Problem requirements: All of the records shown below need to be copied with no differences.

Records for the task:
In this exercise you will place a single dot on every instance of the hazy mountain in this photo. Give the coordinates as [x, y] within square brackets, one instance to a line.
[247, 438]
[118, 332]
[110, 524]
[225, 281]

Expected answer:
In this exercise you will place a single dot on every instance of the hazy mountain in this photo. Give the coordinates as [x, y] within square brackets, one instance to a line.
[247, 438]
[118, 332]
[110, 524]
[225, 281]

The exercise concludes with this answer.